◆ WRITTEN EXERCISE
Copy out the lines of the material below word for word, starting at the line that contains "Would you be able to indicate the wooden" and ending after the line that contains "column 370, row 34".

◆ THE RECORDS
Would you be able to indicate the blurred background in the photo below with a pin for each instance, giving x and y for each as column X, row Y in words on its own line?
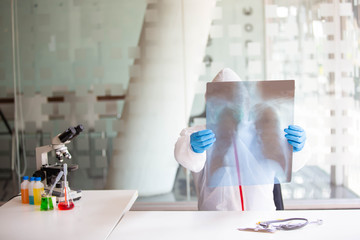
column 134, row 73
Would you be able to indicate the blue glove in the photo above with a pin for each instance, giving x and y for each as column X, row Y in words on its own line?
column 296, row 136
column 202, row 140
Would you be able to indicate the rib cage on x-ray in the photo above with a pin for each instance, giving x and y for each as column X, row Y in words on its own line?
column 248, row 119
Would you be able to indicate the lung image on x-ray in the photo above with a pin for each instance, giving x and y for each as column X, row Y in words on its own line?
column 248, row 119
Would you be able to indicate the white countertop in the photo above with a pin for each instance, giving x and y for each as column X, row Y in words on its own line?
column 94, row 217
column 337, row 224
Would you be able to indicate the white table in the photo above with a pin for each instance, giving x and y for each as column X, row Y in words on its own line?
column 337, row 224
column 94, row 217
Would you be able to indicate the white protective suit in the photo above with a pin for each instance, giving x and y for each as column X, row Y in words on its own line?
column 227, row 198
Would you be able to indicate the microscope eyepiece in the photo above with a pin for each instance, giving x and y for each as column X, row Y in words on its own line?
column 79, row 128
column 68, row 134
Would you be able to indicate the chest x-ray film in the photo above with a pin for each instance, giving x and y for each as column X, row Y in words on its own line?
column 248, row 119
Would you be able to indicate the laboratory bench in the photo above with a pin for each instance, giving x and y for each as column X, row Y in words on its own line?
column 94, row 216
column 337, row 224
column 107, row 214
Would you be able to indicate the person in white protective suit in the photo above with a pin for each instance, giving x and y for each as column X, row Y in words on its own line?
column 190, row 152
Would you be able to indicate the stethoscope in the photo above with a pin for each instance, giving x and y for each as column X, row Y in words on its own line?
column 281, row 224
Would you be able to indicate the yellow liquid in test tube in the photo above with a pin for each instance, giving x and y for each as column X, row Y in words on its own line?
column 38, row 190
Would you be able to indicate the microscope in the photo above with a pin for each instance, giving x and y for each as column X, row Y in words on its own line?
column 48, row 172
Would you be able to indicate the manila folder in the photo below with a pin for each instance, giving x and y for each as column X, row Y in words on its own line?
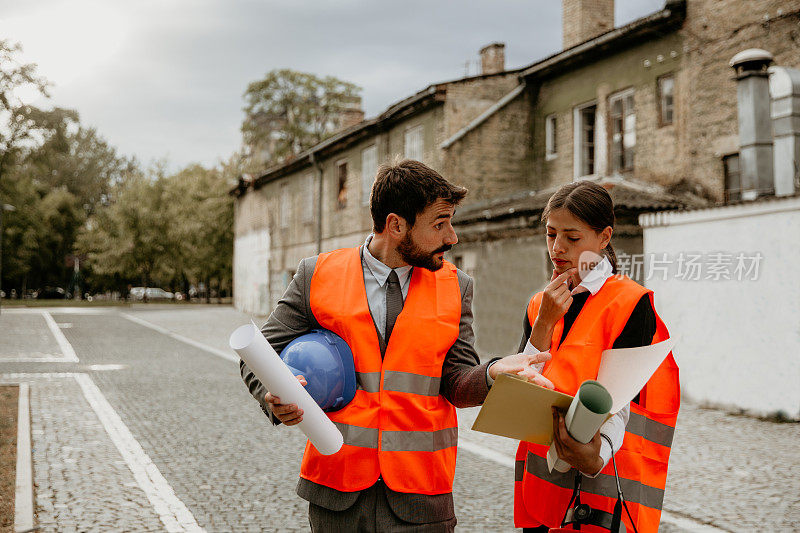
column 518, row 409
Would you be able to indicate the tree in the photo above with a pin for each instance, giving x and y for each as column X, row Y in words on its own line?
column 78, row 159
column 127, row 238
column 288, row 112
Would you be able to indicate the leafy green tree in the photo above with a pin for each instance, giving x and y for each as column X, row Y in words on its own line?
column 287, row 112
column 201, row 225
column 127, row 238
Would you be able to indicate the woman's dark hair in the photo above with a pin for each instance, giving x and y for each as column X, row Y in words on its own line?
column 405, row 188
column 588, row 202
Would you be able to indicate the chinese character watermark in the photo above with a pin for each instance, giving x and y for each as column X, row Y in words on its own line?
column 691, row 266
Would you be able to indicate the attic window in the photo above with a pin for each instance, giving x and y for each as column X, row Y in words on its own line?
column 551, row 148
column 585, row 139
column 733, row 178
column 666, row 86
column 623, row 131
column 341, row 172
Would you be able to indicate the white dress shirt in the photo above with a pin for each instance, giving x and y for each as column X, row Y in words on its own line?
column 614, row 427
column 375, row 276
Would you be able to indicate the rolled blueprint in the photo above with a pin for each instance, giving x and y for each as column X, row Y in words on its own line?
column 270, row 370
column 624, row 371
column 587, row 412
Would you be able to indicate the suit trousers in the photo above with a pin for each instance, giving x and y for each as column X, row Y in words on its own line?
column 370, row 512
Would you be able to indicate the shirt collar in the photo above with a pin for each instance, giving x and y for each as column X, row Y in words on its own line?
column 596, row 278
column 379, row 270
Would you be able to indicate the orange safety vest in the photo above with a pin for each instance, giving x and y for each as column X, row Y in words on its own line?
column 541, row 497
column 398, row 426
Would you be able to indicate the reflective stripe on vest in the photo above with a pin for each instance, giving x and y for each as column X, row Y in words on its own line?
column 419, row 441
column 651, row 430
column 398, row 426
column 399, row 382
column 603, row 484
column 541, row 497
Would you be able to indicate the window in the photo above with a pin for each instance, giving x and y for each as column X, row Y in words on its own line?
column 585, row 139
column 369, row 165
column 308, row 197
column 286, row 206
column 623, row 131
column 666, row 85
column 413, row 139
column 733, row 178
column 341, row 196
column 551, row 149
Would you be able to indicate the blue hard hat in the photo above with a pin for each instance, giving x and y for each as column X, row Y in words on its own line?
column 326, row 361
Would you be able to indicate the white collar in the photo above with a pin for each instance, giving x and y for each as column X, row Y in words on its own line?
column 595, row 278
column 381, row 271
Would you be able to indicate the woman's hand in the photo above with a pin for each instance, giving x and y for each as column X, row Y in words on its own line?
column 556, row 299
column 522, row 365
column 584, row 457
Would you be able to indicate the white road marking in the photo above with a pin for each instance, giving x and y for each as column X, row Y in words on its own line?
column 101, row 368
column 23, row 500
column 57, row 310
column 686, row 523
column 486, row 453
column 172, row 512
column 63, row 343
column 210, row 349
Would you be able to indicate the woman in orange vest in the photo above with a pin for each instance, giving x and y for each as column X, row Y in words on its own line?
column 584, row 310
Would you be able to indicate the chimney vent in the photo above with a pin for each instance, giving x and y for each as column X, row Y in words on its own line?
column 493, row 58
column 755, row 127
column 585, row 19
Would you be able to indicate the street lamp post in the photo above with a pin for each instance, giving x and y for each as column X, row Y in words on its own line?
column 3, row 208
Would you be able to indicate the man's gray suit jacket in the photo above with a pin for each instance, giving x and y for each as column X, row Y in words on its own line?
column 463, row 384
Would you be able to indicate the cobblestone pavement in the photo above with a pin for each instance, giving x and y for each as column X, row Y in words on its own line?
column 191, row 415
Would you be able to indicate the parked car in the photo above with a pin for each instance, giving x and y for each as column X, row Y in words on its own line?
column 152, row 293
column 51, row 293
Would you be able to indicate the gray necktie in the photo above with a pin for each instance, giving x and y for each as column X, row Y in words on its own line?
column 394, row 302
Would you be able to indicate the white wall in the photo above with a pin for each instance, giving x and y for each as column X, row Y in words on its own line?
column 251, row 272
column 739, row 338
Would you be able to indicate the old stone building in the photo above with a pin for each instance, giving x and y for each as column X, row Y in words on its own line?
column 648, row 109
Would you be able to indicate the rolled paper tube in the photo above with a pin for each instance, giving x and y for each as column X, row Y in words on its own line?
column 270, row 370
column 587, row 412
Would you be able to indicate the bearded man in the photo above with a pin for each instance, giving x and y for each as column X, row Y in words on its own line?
column 406, row 314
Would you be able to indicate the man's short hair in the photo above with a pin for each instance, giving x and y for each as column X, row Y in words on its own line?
column 406, row 187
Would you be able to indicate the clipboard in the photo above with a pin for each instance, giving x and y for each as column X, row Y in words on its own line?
column 520, row 410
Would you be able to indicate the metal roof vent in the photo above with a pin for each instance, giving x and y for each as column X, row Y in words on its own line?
column 751, row 62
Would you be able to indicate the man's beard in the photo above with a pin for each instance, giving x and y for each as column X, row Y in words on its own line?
column 416, row 256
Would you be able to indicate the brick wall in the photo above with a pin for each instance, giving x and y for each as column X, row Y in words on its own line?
column 714, row 32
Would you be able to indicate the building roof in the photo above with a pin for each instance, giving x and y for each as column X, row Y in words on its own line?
column 668, row 19
column 431, row 95
column 628, row 195
column 659, row 23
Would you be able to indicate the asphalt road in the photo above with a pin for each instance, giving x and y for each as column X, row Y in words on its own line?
column 152, row 429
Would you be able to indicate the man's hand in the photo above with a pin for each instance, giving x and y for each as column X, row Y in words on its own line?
column 289, row 414
column 584, row 457
column 522, row 365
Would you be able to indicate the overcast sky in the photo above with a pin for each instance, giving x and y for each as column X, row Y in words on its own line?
column 165, row 78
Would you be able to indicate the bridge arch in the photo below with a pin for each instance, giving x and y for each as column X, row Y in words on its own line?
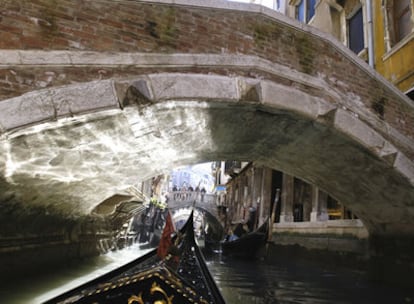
column 158, row 121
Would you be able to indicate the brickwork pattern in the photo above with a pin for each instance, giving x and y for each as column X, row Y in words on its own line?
column 147, row 27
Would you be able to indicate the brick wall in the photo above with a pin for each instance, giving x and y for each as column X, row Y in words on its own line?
column 148, row 27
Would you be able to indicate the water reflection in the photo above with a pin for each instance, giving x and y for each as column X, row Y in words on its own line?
column 240, row 281
column 49, row 284
column 289, row 282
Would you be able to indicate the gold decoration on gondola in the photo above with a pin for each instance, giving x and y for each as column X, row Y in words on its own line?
column 136, row 299
column 154, row 288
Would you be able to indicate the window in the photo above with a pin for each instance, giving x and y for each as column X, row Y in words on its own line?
column 402, row 19
column 305, row 10
column 356, row 32
column 398, row 20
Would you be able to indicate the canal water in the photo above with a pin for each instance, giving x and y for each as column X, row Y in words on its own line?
column 240, row 281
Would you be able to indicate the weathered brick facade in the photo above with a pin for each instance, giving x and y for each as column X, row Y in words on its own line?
column 150, row 27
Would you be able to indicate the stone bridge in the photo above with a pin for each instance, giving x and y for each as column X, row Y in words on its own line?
column 179, row 199
column 100, row 95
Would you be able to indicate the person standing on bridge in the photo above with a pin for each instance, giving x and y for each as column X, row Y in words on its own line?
column 203, row 192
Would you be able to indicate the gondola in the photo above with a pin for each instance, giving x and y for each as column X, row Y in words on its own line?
column 247, row 245
column 181, row 277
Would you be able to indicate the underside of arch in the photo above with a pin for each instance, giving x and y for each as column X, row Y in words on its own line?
column 129, row 130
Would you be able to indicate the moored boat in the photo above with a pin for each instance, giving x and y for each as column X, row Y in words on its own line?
column 246, row 244
column 172, row 273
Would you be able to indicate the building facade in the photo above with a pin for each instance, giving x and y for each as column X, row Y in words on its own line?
column 379, row 32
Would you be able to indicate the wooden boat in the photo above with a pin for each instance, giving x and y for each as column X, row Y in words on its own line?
column 246, row 245
column 249, row 245
column 180, row 277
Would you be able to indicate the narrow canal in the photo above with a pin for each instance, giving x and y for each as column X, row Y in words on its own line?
column 240, row 282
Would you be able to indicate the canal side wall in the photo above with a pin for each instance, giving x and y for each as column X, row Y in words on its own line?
column 337, row 241
column 336, row 235
column 346, row 244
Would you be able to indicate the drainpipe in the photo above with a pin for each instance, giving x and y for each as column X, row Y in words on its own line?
column 370, row 34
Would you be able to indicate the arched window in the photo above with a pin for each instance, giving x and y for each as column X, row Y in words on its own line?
column 356, row 31
column 305, row 9
column 398, row 20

◆ FINAL RESULT
Would you be able to indicate the wooden boat in the photo above with a pin for each instance, giving x and y for each as column X, row Y in words on its own line?
column 246, row 245
column 249, row 245
column 180, row 277
Would you be able to indicate the narrow canal in the photo above with a pin for each instance, giving x and y for each as column X, row Y in words on its own line?
column 240, row 282
Would you be able to indicate the canal side wall in the photo above with a pin for each instance, giving x and y for each as column X, row Y in words on its own line?
column 337, row 241
column 336, row 235
column 346, row 244
Would you be able to indicate the drainpipe in the photo above with a pin for each instance, giving x and y for each as column X, row Y in words on its own line?
column 370, row 34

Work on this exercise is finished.